Evacuation efforts were grossly inadequate.

The government never issued an evacuation order to protect residents living near the Three Mile Island facility, and Pennsylvania Governor Dick Thornburgh held off for two days before issuing an evacuation advisory for pregnant women and preschool children living within five miles of the reactors. Former nuclear industry executive Arnie Gundersen maintains that under the Nucular Regulatory Commission’s own rules, an evacuation should have been ordered on March 28, the first day of the disaster, due to calculated radiation exposures in the town of Goldsboro, Penn. reaching 10 rems per hour. Given the authorities’ inability to measure the nature and amount of radioactive elements released, the decision not to evacuate is inexcusable at best, if not an act of reckless endangerment, based on long-term death toll estimates.

Soviet officials did not begin evacuating residents from around Chernobyl until 36 hours after the explosions that spewed radioactive particles from Unit 4 around 1:30 a.m. on April 26, 1986. Though residents could see the graphite fire burning on the roof of the facility and many felt ill within hours of the explosion, they were not immediately informed of the disaster, and the evacuation of the eighteen-mile exclusion zone around the reactors did not begin until 2:00 p.m. on April 27. Health workers and volunteers did not start distributing potassium iodine, which blocks the absorption of radioactive iodine in the thyroid, until more than 24 hours after the initial release. Measurements in the city of Pripyat, next to the reactor complex, showed street-level radiation as high as 6.5 roentgens per hour (an exposure to 500 roentgens in five hours is usually lethal for human beings), with 50 percent of the radioactive particles containing radioactive iodine-131. Residents were told that they only needed to evacuate for three days—when in reality most were never able to return. Authorities later reported they had to scrap their original and grossly inadequate emergency plans and start from scratch during the catastrophe, in order to reformulate how to handle the evacuation of 135,000 people.

After the tsunami hit Japan’s shores in the late afternoon of March 11, 2011, the government knew that all six of the reactors at Fukushima Daiichi were in danger of melting down due to the loss of coolant at the facility. Yet, just like their United States and Soviet counterparts, Japanese officials moved slowly in evacuating residents, only completing the first evacuation—from within a radius of less than two miles around the facility—the next morning. Officials kept slowly expanding the evacuation zone, and only after the massive explosion in reactor 1, which occurred at 4:30 p.m. on March 12, did they expand the zone to a radius of 12.5 miles. Months later, on July 20, the US State Department restated its advisory that US citizens keep 50 miles away from the wrecked reactor complex. Later, a former senior US diplomat in Japan disclosed that the original plan of evacuating all 90,000 US citizens in Tokyo at the time of the meltdown was rejected not because it was unnecessary but because “it could have … caused panic among the Japanese.”

## [RECORDS]
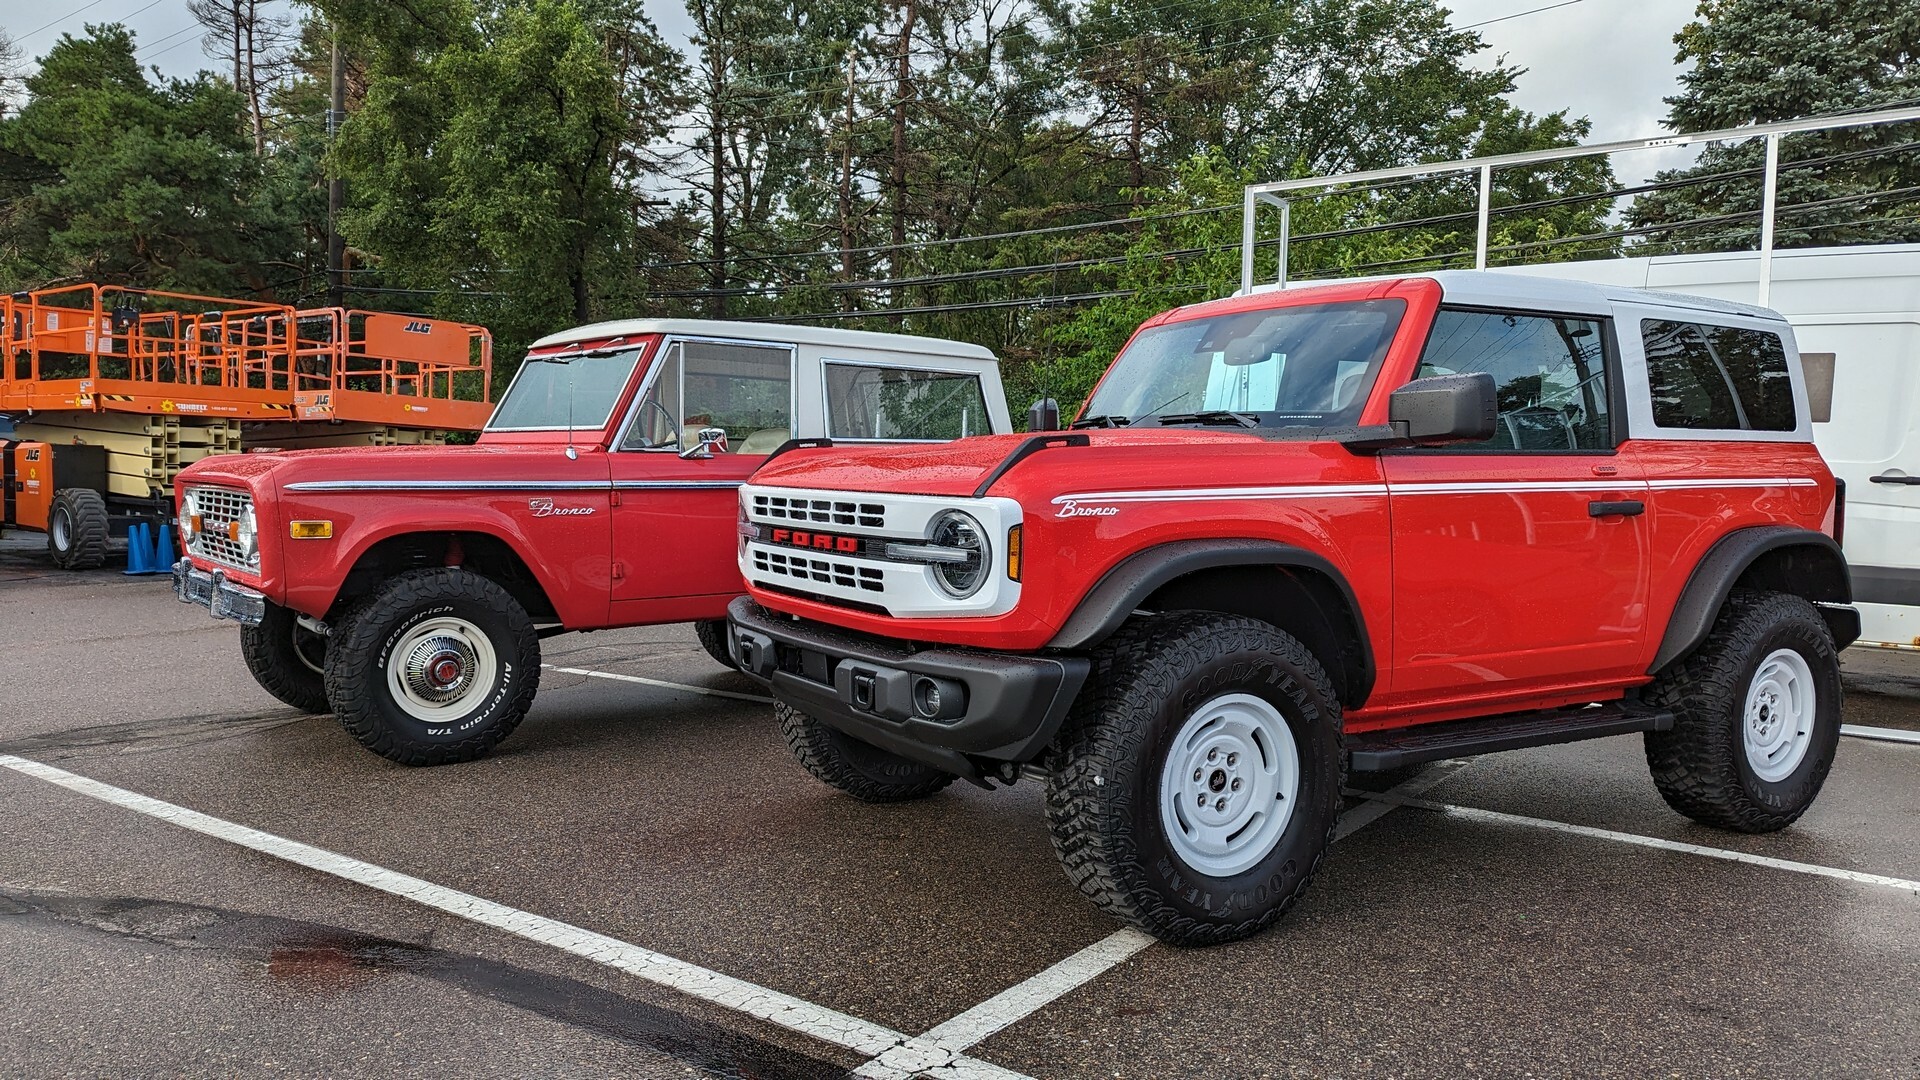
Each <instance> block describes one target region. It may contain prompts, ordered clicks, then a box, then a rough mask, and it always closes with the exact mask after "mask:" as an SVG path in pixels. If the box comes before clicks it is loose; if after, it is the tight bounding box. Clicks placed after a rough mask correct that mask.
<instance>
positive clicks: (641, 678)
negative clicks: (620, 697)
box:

## [CHECK YOUR UNDERSTANDING]
1. According to the passage on nuclear evacuations, why does Arnie Gundersen hold that an evacuation should have been ordered on March 28?
2. Retype the passage on nuclear evacuations from "Evacuation efforts were" to "death toll estimates.".

## [ANSWER LIST]
1. He holds that the regulator's own rules required an evacuation on March 28, the first day of the disaster. Calculated radiation exposures in the town of Goldsboro, Penn. reached 10 rems per hour.

2.
Evacuation efforts were grossly inadequate.

The government never issued an evacuation order to protect residents living near the Three Mile Island facility, and Pennsylvania Governor Dick Thornburgh held off for two days before issuing an evacuation advisory for pregnant women and preschool children living within five miles of the reactors. Former nuclear industry executive Arnie Gundersen maintains that under the Nucular Regulatory Commission’s own rules, an evacuation should have been ordered on March 28, the first day of the disaster, due to calculated radiation exposures in the town of Goldsboro, Penn. reaching 10 rems per hour. Given the authorities’ inability to measure the nature and amount of radioactive elements released, the decision not to evacuate is inexcusable at best, if not an act of reckless endangerment, based on long-term death toll estimates.